ЗАДАНИЯ:
1. Из каких трех составляющих, согласно фрагменту текста, образуется преобразующий комплекс?
2. Перечислите всех субъектов, которые, как сказано во фрагменте текста, будут рубить по-разному.

ФРАГМЕНТ ТЕКСТА:
Осуществление способа может сильно различаться под влиянием различий в опыте субъектов. Будут рубить по-разному умеющий и не очень, сильный и слабый, плотник и мясник и т. д. Важно, что для данного субъекта всякий раз будет реализоваться один и тот же преобразующий комплекс: субъект — инструмент — способ. Этот комплекс, в котором индивидуализирован инструмент, представляет из себя активную, преобразующую часть взаимодействующей системы. И собственно мыслительный процесс, синтез на основе инструмента, по видимому должен предполагать не созданный социумом ничей инструмент, а именно этот преобразующий комплекс, «человеко-инструмент». В нем инструмент выступает как носитель способа, который может реально осуществиться данным субъектом, конкретно воплотиться в определенных границах, при известной степени освоенности инструмента и т. п.

СТРОКИ:
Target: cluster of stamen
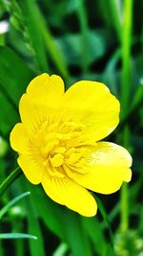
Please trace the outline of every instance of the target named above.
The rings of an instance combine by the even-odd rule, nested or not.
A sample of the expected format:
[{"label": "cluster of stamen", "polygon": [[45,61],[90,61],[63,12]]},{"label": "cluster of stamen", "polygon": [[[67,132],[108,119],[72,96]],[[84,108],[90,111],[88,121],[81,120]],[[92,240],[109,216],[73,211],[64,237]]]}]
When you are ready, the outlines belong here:
[{"label": "cluster of stamen", "polygon": [[[82,145],[83,124],[63,122],[59,124],[43,123],[34,142],[41,155],[43,166],[51,175],[65,176],[65,169],[70,167],[73,172],[82,170],[84,156],[89,149]],[[82,146],[81,146],[82,145]]]}]

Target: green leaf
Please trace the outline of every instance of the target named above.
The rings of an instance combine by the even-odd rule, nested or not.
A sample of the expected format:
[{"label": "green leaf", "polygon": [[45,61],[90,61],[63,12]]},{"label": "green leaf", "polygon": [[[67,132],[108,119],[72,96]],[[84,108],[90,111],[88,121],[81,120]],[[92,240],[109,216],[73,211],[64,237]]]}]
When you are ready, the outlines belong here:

ОТВЕТЫ ПО ЗАДАНИЯМ:
1. Субъект — инструмент — способ.

2. Умеющий, не очень умеющий, сильный, слабый, плотник, мясник.